* Task to carry out: In the records below, the lines from the one with "of the machine" through the last are to be printed exactly, and nothing else.

Region pointing data

+++

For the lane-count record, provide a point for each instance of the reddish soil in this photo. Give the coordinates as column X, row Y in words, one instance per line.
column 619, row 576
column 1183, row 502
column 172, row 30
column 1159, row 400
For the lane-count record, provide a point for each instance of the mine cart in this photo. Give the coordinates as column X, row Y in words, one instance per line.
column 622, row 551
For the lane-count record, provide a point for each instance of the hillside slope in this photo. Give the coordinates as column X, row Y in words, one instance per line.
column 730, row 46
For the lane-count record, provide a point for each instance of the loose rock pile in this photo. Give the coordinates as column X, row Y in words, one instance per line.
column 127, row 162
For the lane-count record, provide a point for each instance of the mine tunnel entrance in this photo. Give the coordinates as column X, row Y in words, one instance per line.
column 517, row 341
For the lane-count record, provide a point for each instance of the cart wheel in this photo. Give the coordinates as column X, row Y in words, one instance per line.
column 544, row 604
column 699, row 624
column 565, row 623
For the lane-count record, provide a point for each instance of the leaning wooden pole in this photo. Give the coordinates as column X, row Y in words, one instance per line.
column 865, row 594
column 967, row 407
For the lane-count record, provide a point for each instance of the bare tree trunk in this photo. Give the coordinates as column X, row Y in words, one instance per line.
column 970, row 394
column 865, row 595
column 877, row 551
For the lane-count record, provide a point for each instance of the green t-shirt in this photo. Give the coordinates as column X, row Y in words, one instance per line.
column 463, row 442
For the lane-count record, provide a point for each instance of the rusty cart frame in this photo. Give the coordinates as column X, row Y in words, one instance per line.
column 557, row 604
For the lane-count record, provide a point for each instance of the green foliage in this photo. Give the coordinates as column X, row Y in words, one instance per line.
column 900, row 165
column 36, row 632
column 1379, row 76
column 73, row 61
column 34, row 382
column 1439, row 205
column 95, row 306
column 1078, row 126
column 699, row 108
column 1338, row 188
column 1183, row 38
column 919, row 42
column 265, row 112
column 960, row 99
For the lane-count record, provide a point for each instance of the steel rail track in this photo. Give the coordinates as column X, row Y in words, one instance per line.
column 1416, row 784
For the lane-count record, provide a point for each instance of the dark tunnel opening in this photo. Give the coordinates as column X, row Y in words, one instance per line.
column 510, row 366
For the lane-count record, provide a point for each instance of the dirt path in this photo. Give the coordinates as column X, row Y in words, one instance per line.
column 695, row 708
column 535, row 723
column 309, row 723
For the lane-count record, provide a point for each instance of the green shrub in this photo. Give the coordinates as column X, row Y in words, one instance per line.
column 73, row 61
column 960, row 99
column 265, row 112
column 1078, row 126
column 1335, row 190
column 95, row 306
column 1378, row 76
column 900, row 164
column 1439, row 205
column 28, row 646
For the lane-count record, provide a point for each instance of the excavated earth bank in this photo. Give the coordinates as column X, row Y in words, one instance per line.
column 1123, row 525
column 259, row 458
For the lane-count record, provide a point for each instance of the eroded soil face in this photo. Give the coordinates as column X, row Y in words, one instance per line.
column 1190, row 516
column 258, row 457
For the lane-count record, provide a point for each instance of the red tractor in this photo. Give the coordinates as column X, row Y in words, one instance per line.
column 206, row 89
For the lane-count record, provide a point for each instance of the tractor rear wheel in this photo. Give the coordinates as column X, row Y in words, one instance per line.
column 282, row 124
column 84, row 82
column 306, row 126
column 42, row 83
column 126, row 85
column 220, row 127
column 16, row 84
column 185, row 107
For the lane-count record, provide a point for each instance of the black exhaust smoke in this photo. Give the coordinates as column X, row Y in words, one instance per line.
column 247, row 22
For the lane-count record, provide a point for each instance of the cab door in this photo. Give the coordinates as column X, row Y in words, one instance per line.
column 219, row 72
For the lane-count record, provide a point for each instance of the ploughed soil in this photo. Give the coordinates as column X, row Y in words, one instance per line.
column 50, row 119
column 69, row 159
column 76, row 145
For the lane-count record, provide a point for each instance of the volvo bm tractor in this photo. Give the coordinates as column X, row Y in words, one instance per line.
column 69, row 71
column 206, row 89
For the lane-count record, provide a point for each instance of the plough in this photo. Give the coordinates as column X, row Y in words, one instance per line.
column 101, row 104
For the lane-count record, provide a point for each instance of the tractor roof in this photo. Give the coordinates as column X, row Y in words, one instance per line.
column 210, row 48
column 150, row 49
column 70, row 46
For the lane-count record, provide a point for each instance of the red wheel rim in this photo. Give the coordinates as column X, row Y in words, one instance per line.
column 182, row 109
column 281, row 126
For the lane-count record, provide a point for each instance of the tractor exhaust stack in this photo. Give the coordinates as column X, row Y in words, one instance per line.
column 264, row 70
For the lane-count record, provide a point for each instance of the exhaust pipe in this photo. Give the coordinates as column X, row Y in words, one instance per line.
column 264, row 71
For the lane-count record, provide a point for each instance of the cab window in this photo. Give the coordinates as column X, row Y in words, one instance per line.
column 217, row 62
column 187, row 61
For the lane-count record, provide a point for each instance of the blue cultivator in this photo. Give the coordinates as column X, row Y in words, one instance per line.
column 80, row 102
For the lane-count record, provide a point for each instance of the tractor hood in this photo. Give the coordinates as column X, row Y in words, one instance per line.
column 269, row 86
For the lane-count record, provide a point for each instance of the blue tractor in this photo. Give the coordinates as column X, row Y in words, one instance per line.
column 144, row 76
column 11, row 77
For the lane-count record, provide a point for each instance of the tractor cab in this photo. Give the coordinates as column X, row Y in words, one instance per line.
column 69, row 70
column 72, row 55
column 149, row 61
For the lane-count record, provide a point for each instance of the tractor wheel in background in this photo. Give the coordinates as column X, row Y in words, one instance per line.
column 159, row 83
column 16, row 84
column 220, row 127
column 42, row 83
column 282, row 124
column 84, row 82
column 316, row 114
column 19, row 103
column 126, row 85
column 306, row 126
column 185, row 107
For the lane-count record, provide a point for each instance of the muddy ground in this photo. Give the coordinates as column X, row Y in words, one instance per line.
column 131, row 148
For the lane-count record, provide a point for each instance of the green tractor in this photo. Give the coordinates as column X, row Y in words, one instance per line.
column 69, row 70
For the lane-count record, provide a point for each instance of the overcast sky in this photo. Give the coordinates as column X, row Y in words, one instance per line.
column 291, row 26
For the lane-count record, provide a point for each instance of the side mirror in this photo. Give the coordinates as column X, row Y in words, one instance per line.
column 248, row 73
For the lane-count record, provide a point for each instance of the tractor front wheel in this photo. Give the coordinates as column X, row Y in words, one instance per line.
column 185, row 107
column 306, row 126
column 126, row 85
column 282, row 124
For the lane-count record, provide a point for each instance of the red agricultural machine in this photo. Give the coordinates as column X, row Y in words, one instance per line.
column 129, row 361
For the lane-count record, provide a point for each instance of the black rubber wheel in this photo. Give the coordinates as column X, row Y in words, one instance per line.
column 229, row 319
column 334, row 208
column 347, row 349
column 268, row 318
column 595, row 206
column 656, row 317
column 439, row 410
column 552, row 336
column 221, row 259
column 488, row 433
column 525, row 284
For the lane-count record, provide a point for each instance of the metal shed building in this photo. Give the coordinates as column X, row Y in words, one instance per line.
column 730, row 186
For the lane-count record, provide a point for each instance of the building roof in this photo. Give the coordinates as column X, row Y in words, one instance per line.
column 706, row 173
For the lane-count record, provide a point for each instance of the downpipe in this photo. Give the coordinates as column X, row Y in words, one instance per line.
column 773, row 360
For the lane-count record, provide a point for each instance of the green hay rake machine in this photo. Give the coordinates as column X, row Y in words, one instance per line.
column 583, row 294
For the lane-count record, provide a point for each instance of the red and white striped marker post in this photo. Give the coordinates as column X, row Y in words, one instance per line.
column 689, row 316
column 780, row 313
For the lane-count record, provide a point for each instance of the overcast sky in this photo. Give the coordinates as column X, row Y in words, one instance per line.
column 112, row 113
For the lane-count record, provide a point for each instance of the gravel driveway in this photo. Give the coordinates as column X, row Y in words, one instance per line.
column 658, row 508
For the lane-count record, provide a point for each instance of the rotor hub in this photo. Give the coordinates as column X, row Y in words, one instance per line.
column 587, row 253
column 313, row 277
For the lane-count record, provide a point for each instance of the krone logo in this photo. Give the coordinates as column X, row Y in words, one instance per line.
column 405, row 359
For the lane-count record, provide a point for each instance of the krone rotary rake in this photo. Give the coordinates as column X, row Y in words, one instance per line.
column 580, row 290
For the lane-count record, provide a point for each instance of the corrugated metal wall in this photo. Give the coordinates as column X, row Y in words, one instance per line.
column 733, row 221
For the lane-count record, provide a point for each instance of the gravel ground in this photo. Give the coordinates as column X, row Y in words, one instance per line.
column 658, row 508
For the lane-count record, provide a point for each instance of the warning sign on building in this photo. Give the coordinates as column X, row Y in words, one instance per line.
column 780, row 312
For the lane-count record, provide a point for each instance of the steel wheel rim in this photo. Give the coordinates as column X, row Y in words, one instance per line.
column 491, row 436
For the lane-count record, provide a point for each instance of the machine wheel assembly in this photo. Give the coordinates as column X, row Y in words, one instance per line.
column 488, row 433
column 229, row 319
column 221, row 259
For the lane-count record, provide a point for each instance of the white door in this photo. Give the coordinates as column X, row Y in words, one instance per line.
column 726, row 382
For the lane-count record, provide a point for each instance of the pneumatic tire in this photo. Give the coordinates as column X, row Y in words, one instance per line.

+++

* Solution for this task:
For the lane-count record, provide a point for each instance of the machine wheel assembly in this photo. Give the coordinates as column X, row Y in words, one instance per line.
column 488, row 433
column 229, row 319
column 221, row 259
For the lane-count record, provide a point for each instance of the white door in this photo. Give the coordinates as column X, row Y in words, one instance per line.
column 726, row 382
For the lane-count record, provide a point for each instance of the pneumatic tire in this photo. Give the coordinates as column X, row Y in words, one instance per line.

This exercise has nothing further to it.